═════ Data supplied ═════

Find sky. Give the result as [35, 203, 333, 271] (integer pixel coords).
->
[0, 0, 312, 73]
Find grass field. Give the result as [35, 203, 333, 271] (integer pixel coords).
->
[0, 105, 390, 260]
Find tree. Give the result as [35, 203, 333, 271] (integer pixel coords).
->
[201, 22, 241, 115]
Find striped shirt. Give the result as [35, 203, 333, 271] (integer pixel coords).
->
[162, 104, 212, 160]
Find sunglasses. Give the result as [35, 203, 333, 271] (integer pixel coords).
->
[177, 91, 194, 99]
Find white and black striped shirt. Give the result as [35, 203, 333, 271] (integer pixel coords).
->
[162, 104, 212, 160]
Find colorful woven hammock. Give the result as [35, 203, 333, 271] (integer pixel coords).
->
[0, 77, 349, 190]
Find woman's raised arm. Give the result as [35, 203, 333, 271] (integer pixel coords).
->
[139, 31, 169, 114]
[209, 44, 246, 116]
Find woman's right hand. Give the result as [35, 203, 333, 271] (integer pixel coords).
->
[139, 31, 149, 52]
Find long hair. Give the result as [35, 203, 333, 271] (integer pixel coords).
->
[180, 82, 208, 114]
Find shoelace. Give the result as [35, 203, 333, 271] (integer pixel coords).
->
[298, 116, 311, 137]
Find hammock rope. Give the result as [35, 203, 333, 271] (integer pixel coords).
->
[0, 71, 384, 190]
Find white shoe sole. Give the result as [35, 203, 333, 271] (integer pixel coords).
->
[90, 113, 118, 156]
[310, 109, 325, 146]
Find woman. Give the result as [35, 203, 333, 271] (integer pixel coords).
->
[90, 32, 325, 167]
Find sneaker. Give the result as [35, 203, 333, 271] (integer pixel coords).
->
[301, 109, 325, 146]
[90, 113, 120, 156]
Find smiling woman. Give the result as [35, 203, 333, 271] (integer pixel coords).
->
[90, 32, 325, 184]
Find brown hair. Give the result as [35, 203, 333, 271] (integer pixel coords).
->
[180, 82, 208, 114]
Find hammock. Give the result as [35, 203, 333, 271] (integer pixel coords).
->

═════

§ Problem statement:
Return the lines of the listing above exactly as they appear, from the line containing "Find hammock rope." through the end of the listing, both ends included.

§ Solution for this exercise:
Find hammock rope. Give the result as [35, 203, 333, 271] (integer pixel coords).
->
[0, 71, 384, 190]
Find white shoe sole. Give the result as [35, 203, 333, 271] (integer pixel coords).
->
[90, 113, 118, 156]
[310, 109, 325, 146]
Find woman. Give the result as [35, 203, 333, 271] (integer pixel coords).
->
[90, 32, 325, 167]
Find sneaker. Give the result as [35, 203, 333, 271] (integer pixel coords).
->
[301, 109, 325, 146]
[90, 113, 120, 156]
Find smiling woman. Give the result as [35, 203, 333, 271] (integer pixel coords).
->
[90, 32, 325, 184]
Find brown hair. Give the result as [35, 203, 333, 271] (integer pixel coords).
->
[180, 82, 208, 114]
Find hammock. Give the result as [35, 203, 333, 271] (integer pixel coords).
->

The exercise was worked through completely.